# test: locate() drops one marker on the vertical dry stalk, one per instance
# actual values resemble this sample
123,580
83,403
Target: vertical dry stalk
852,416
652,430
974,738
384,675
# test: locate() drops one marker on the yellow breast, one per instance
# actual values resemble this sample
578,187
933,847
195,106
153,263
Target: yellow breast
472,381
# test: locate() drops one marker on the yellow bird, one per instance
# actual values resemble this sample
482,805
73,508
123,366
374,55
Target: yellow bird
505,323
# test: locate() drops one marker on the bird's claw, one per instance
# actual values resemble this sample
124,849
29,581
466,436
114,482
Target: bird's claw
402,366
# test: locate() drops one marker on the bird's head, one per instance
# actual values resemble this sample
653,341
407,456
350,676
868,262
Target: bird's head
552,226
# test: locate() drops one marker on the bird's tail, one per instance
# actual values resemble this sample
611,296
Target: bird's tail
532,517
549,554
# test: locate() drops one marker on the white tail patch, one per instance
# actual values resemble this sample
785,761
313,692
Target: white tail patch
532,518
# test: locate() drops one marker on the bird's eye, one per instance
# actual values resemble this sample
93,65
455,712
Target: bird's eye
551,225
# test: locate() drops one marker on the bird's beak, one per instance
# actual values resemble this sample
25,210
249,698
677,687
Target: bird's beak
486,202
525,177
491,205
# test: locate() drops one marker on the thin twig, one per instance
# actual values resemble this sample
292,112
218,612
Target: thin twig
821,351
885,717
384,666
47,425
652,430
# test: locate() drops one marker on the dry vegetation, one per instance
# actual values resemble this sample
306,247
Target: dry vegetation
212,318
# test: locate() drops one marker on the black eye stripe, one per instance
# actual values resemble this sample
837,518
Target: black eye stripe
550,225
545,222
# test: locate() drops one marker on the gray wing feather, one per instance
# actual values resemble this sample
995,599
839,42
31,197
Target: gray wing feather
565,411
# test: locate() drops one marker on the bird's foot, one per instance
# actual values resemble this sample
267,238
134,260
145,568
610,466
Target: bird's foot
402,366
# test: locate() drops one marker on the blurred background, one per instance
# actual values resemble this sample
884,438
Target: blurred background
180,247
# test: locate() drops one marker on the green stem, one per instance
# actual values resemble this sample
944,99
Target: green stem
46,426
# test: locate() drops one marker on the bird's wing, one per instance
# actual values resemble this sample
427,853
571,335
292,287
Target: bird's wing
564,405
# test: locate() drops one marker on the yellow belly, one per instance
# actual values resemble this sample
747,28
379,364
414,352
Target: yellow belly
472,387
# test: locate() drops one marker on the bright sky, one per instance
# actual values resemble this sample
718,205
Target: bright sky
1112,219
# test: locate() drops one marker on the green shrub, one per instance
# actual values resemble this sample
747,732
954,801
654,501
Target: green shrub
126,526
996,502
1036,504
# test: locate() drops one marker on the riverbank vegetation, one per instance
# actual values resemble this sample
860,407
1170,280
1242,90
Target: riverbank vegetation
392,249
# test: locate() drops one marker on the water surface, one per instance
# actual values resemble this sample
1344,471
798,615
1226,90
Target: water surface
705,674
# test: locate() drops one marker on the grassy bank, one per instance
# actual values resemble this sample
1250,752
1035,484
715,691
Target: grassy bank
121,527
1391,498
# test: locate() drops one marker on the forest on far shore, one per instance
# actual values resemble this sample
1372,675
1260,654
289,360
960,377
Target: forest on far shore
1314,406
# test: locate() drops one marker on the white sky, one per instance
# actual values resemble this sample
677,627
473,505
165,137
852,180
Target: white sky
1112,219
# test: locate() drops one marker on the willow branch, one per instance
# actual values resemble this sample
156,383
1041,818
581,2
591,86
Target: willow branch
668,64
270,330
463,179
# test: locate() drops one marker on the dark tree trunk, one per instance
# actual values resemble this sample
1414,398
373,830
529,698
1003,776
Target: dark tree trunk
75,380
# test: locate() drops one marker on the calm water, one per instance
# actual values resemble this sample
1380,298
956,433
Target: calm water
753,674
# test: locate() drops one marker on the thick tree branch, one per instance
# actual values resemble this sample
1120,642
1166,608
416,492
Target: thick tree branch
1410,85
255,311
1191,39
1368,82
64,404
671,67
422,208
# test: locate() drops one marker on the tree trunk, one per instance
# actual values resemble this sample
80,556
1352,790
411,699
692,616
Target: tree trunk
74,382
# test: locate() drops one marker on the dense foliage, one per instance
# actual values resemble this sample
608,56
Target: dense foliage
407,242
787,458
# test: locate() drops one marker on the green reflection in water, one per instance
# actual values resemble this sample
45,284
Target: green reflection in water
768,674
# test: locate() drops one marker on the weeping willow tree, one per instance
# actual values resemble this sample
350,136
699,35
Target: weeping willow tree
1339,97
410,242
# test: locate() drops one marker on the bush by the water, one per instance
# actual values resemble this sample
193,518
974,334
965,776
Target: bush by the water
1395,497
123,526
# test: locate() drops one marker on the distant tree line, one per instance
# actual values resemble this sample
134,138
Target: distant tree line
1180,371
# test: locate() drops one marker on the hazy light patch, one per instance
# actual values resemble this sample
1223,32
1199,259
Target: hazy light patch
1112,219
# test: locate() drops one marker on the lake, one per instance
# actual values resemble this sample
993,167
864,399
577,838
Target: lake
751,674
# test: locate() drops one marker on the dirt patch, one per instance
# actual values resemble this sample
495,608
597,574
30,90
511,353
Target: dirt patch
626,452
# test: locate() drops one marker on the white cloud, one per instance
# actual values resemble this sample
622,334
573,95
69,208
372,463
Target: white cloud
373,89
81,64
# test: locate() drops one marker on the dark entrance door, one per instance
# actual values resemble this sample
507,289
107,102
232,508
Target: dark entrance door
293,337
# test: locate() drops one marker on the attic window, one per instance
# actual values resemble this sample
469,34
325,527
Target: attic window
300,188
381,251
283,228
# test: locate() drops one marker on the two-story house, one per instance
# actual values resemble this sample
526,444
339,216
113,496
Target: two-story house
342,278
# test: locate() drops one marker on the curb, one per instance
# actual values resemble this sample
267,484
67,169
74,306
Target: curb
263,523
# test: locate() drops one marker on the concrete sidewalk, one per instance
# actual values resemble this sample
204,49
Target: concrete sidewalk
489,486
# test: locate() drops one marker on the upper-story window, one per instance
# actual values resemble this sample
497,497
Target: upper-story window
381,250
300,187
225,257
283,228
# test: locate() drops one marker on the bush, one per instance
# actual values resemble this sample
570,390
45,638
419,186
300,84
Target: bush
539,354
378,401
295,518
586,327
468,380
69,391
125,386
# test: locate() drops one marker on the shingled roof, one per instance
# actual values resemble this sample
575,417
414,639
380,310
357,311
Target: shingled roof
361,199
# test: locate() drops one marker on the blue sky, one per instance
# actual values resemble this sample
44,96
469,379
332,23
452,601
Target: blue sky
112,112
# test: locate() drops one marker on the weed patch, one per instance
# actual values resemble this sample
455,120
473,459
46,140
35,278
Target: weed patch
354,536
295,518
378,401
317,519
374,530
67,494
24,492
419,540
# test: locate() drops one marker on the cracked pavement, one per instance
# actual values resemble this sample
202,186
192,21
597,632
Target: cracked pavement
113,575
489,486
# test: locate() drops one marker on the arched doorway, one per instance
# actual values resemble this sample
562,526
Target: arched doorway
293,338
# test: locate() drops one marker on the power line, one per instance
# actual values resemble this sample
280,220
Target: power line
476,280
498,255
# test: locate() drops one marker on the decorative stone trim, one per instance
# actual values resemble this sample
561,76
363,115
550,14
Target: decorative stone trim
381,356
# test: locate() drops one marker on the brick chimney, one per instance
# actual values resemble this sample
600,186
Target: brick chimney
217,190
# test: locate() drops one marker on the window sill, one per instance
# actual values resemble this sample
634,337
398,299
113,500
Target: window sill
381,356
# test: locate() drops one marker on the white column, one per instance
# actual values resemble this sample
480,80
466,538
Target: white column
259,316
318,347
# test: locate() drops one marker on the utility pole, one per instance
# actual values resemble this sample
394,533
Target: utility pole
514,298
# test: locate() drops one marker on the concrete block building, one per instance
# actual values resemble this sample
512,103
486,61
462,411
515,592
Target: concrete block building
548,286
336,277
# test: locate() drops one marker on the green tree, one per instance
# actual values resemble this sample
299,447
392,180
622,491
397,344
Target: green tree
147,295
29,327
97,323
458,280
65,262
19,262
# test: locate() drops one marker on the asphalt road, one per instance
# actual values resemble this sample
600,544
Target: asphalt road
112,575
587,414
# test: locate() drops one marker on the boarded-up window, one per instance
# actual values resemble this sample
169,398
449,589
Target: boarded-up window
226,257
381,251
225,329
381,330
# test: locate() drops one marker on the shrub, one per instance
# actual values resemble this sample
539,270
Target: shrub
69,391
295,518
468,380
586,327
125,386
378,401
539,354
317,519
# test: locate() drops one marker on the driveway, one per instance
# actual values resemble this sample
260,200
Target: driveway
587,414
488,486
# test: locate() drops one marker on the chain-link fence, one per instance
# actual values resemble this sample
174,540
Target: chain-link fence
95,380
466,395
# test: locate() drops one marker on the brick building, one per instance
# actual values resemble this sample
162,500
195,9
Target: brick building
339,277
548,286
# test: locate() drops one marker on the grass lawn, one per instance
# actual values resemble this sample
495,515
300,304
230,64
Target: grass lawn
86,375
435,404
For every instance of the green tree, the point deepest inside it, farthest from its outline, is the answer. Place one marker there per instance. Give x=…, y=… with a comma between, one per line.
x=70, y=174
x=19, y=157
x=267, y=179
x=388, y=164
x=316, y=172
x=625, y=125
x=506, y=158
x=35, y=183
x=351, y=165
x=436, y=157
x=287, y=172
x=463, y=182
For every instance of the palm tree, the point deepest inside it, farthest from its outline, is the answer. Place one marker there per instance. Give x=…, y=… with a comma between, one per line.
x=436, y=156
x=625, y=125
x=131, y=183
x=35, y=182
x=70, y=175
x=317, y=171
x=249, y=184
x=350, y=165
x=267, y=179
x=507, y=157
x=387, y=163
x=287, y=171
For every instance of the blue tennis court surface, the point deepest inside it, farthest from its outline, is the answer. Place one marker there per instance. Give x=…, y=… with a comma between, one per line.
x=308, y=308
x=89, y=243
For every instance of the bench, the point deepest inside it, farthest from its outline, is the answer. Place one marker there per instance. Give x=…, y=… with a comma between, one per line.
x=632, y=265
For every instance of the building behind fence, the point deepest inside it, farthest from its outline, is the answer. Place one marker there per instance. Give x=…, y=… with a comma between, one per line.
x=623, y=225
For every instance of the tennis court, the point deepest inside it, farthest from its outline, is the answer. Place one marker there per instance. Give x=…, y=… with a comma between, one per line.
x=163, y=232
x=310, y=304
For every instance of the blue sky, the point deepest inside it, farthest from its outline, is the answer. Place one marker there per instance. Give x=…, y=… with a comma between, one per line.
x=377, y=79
══════════════════════════════
◆ Aim of the task: Return exactly, and only, the lines above starting at the line that contains "Target: bird's claw" and ending at the line that contains "# test: locate() drops one marker on the dry".

◆ Task response:
Target: bird's claw
402,366
# test: locate() drops one marker on the bird's head, one per instance
# actual values resemble this sample
653,341
407,456
350,676
868,262
Target: bird's head
552,226
# test: locate() drops one marker on the bird's tail, one per instance
# actual values resemble this sample
611,296
Target: bird's tail
532,517
549,554
# test: locate() drops one marker on the white tail patch, one per instance
# actual values resemble this sample
785,761
313,692
Target: white tail patch
532,518
# test: locate() drops one marker on the bird's eye, one per instance
# actual values resemble this sample
93,65
455,712
Target: bird's eye
551,225
# test: locate() drops one marker on the bird's beak, one per instance
# actual values resemble this sample
25,210
249,698
677,687
Target: bird's beak
486,202
525,177
491,205
# test: locate() drops one marker on the thin twig, one per instance
# actual values resemble this sample
292,112
218,612
Target: thin twig
821,351
885,717
384,666
47,425
652,430
# test: locate() drops one marker on the dry vegetation, one per instance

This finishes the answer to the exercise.